An anti-inflammatory effect of vitamin C has also been observed both clinically and in cultured human cells. Laboratory studies have shown that vitamin C inhibits activation of transcription factor NFκB, a transcription factor responsible for the production of a number of pro-inflammatory cytokines such as TNF-alpha, IL-6 and IL-8. These cytokines are responsible for a number of inflammatory pathways implicated in a wide range of inflammatory dermatoses. Studies have shown that vitamin C can promote wound healing and prevent post-inflammatory hyperpigmentation3. However, the evidence remains limited and vitamin C is not widely used in practice for inflammatory dermatoses.
Vitamin C also plays a role as an anti-pigmentation agent. It interacts with copper ions at tyrosinase-active sites and inhibits the action of the enzyme tyrosinase — the main enzyme responsible for the conversion of tyrosine into melanin — and thereby decreasing melanin formation42,43. A clinical study examining the effect of a topical formulation containing 5% vitamin C and a chemical penetration enhancer reported a significant decrease in pigmentation caused by melasma after 16 weeks44. Although vitamin C has been shown to suppress melanin production, its clinical effects may not be as effective as other topical products containing hydroquinone45.
Adverse reactions of vitamin C
Vitamin C is generally well-tolerated and has a good safety profile. The combination of vitamin C with other topical anti-ageing agents has been used without any reports of significant adverse reactions. Minor adverse reactions such as skin irritation and oxidative changes of vitamin C causing yellow staining of the skin and clothes, and hypopigmented hair can occur18. Rarely, contact dermatitis has been reported46–48.

** DATA SECTION **

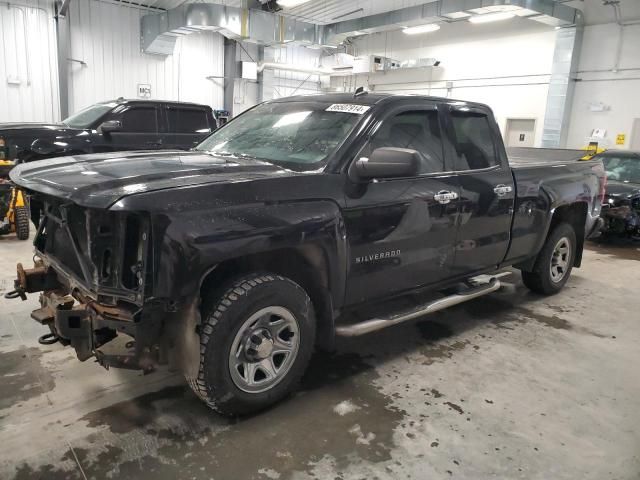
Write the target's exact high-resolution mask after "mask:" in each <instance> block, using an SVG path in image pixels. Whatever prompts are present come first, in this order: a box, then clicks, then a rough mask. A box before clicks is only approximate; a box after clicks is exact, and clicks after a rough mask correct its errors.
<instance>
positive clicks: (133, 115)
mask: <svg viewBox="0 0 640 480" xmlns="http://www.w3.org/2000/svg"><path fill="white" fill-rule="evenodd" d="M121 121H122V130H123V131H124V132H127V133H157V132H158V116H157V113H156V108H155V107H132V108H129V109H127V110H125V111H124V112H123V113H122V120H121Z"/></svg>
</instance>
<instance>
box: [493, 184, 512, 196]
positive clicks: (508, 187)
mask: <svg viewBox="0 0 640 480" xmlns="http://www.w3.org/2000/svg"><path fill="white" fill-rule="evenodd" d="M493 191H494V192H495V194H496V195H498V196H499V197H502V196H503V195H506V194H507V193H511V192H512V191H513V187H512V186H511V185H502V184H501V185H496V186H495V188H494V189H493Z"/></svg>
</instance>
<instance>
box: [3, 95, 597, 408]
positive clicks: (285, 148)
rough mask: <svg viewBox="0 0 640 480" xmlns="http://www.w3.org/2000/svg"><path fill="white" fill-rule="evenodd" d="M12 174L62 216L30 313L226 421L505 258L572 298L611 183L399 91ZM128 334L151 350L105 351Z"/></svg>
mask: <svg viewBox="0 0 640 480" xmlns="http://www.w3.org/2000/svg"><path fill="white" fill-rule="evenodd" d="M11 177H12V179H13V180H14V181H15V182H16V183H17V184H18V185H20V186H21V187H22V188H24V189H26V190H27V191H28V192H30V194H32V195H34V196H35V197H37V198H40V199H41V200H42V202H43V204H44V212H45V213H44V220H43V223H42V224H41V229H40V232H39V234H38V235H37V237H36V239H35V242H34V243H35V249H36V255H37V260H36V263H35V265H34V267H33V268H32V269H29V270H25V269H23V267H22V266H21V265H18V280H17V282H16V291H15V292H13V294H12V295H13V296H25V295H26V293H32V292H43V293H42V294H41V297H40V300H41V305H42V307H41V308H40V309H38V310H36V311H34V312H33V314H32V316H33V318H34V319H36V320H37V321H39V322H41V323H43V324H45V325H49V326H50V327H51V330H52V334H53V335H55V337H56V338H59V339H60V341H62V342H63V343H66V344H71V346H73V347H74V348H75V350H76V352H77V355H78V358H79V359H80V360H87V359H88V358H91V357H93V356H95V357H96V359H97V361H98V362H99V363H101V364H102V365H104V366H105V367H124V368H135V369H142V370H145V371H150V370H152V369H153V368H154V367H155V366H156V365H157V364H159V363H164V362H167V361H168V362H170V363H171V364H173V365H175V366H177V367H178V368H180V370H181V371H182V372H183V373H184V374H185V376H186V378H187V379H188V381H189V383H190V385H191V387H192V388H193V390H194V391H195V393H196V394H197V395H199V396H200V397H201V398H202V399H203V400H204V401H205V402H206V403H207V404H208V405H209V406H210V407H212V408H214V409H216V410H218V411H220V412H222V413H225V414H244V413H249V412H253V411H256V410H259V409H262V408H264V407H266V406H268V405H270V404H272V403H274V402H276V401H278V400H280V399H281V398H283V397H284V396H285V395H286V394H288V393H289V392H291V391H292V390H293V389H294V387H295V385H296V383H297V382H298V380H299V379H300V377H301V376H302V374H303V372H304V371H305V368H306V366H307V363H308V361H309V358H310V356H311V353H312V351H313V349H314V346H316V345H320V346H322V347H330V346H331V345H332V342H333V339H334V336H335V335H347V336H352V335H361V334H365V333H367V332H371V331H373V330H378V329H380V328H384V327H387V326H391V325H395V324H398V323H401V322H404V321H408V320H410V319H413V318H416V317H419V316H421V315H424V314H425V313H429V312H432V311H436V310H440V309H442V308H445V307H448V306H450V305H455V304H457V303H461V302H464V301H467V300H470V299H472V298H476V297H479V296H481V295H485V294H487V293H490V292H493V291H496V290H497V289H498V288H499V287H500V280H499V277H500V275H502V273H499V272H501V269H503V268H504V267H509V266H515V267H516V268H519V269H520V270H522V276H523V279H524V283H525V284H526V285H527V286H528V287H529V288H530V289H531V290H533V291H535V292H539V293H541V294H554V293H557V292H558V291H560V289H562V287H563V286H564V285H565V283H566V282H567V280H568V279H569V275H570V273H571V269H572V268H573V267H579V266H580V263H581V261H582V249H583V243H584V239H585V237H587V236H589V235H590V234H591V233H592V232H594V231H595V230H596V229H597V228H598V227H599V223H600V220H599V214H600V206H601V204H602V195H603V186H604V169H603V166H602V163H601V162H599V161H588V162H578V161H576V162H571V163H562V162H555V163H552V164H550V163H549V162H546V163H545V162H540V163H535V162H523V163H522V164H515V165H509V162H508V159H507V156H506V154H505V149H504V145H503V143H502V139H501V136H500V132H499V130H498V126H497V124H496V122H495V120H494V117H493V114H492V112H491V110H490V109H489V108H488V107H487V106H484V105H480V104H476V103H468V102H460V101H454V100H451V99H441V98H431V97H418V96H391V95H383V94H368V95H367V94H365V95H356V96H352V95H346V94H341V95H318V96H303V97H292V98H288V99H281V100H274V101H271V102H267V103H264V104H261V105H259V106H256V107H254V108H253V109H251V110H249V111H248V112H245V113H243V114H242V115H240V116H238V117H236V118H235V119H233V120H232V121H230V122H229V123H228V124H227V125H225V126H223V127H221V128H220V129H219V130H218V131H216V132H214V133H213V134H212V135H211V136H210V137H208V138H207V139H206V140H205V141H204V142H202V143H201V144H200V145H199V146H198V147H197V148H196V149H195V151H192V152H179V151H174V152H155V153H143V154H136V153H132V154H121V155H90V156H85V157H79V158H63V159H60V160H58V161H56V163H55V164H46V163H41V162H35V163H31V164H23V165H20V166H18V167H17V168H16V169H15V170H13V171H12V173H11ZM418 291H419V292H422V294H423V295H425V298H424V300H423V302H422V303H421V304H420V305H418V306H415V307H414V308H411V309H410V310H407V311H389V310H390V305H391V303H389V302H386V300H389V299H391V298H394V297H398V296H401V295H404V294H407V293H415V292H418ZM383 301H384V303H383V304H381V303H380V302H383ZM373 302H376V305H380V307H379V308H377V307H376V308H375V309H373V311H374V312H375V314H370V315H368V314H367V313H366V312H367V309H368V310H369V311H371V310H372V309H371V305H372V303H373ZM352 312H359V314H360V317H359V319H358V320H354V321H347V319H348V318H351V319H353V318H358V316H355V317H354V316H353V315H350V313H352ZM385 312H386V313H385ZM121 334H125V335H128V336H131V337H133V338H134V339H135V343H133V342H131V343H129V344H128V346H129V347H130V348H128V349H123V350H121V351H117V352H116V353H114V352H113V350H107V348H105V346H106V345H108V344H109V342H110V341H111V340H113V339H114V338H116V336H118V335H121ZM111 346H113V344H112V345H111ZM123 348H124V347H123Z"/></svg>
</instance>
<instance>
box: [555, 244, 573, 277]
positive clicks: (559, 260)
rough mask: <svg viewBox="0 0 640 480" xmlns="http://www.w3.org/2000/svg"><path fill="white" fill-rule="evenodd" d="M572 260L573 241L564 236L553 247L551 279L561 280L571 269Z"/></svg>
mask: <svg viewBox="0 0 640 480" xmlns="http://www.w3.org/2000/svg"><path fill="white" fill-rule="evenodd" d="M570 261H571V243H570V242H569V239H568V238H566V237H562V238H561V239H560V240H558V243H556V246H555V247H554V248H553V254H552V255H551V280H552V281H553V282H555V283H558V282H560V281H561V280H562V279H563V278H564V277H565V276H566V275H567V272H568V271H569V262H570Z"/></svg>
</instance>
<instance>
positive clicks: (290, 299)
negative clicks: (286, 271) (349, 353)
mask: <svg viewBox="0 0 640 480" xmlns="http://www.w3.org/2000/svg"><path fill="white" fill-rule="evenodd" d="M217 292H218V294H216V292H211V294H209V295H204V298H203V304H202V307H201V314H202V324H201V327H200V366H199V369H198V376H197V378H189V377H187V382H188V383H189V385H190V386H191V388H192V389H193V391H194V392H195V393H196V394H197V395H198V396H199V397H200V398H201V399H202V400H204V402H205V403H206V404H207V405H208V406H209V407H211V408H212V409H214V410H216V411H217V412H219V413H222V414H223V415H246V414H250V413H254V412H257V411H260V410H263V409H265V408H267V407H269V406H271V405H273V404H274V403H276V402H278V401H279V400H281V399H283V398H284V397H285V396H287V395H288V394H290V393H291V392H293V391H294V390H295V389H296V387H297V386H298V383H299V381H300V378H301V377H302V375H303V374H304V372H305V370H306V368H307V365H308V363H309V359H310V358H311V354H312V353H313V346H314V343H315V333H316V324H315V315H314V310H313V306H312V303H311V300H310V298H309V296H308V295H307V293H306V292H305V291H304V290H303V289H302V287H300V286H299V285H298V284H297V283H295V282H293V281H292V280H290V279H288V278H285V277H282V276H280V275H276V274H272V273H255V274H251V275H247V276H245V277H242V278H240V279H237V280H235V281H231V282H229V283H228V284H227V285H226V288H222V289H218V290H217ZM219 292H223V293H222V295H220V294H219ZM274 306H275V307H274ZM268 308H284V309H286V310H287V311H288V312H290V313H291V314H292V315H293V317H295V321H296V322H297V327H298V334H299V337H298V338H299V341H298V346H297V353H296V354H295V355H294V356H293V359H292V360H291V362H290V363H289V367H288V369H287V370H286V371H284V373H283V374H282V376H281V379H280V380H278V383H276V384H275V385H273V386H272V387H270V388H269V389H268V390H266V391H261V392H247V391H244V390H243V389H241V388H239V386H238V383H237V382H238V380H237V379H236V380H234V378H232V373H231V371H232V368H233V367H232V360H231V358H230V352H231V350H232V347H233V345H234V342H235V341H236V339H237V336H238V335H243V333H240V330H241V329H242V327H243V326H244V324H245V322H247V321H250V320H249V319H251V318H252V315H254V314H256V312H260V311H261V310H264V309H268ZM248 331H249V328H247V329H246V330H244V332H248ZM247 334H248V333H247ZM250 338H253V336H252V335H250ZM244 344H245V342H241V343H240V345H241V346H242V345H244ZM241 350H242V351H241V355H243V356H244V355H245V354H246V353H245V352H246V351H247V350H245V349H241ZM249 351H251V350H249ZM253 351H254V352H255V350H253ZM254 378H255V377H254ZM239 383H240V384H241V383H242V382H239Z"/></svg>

** TASKS TO CARRY OUT **
1 – According to the vitamin C passage, after how many weeks did the clinical study of a topical formulation with 5% vitamin C report a significant decrease in melasma pigmentation?
2 – Extract the vitamin C passage from "An anti-inflammatory effect" up to and including "for inflammatory dermatoses.".
The data come from a different source than the text.

** ANSWERS TO THE EXERCISES **
1 – After 16 weeks.

2 –
An anti-inflammatory effect of vitamin C has also been observed both clinically and in cultured human cells. Laboratory studies have shown that vitamin C inhibits activation of transcription factor NFκB, a transcription factor responsible for the production of a number of pro-inflammatory cytokines such as TNF-alpha, IL-6 and IL-8. These cytokines are responsible for a number of inflammatory pathways implicated in a wide range of inflammatory dermatoses. Studies have shown that vitamin C can promote wound healing and prevent post-inflammatory hyperpigmentation3. However, the evidence remains limited and vitamin C is not widely used in practice for inflammatory dermatoses.